» **AIM**
Please count the lines in the entries below that contain the string "building", and give only that number.
--- Start of MATERIALS PROVIDED ---
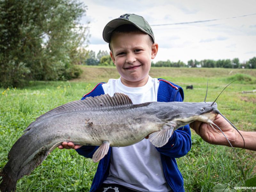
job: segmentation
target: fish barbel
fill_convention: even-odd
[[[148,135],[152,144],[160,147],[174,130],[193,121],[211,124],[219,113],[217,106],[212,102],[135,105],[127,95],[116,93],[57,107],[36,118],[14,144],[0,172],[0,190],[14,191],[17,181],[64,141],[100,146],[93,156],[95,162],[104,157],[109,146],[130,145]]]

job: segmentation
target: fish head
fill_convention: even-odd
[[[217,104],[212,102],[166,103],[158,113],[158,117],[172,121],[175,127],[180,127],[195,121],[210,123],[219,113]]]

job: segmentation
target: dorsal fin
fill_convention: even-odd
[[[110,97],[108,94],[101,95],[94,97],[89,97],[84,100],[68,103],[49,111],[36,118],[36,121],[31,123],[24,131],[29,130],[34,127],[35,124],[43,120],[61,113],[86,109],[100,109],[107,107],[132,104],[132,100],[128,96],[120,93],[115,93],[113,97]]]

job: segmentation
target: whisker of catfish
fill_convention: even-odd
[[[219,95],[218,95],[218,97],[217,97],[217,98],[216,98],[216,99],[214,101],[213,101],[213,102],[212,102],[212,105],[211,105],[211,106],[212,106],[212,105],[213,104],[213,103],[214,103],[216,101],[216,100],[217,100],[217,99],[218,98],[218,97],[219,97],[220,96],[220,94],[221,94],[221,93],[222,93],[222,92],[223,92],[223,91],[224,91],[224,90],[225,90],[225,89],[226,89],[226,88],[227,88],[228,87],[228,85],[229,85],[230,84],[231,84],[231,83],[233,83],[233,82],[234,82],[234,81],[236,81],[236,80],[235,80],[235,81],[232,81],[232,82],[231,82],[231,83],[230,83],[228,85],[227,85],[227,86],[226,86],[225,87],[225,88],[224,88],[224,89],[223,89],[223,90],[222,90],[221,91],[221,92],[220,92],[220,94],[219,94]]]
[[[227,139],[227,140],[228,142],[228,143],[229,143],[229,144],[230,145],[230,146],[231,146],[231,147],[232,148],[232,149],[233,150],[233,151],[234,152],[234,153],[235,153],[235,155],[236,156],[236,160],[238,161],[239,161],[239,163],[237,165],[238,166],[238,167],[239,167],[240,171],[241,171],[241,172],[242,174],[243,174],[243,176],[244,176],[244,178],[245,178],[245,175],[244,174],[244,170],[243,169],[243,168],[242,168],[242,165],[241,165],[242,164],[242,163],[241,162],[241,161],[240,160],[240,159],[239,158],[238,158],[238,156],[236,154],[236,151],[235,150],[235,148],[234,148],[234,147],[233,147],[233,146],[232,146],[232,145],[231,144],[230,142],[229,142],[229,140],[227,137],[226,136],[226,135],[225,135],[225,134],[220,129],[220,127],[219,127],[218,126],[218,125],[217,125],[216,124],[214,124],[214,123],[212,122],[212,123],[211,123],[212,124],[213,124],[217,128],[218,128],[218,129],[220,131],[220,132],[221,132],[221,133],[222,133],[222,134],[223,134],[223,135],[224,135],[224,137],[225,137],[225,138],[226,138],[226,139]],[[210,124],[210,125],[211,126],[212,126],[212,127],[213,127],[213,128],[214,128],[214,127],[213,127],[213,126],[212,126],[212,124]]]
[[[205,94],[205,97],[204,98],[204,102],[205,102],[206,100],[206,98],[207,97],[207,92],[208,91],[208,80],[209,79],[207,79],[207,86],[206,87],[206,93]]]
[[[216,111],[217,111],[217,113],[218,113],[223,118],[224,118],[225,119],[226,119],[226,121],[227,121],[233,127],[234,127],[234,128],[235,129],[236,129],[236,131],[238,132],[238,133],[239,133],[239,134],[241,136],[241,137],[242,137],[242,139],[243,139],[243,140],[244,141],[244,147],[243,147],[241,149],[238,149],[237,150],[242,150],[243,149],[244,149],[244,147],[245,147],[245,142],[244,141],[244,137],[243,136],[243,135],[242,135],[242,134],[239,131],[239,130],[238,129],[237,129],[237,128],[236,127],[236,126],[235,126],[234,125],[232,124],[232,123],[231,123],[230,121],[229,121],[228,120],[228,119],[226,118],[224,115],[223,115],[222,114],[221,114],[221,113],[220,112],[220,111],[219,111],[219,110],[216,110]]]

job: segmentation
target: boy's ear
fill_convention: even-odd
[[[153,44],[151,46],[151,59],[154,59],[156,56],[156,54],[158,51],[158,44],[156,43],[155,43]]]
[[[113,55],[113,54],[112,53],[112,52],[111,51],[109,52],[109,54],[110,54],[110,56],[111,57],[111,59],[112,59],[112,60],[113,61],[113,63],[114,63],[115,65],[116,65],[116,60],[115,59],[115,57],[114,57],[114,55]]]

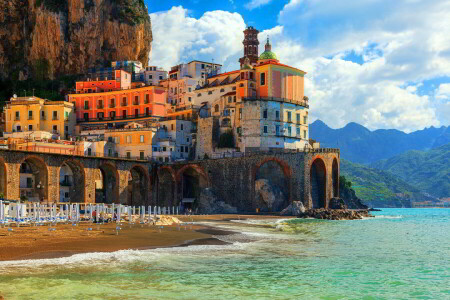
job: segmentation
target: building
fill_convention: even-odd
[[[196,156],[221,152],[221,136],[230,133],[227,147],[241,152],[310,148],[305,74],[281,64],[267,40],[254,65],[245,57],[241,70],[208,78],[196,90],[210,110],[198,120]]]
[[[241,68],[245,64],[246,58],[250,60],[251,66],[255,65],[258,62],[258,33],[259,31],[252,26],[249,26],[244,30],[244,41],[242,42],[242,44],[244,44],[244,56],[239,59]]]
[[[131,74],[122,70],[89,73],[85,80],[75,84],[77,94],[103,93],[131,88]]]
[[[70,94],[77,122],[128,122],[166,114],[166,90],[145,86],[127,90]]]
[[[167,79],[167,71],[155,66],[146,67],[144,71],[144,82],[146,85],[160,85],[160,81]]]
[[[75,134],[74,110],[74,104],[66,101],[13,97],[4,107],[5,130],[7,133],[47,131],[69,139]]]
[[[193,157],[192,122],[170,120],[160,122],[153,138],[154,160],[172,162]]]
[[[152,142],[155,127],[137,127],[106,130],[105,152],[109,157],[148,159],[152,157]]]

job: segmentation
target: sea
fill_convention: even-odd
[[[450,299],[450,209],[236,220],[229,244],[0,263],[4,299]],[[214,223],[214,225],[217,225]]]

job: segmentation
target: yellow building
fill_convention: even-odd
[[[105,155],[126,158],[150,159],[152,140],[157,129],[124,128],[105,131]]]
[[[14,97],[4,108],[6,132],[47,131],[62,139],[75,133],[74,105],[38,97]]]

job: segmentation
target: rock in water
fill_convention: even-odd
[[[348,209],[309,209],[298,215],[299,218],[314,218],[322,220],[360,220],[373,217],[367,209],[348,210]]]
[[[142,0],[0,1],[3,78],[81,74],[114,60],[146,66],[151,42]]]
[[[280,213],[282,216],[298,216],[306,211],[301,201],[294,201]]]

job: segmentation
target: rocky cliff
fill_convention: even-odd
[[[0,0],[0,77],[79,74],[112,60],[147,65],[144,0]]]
--- End of MATERIALS PROVIDED ---
» **ANSWER TO THIS PROBLEM**
2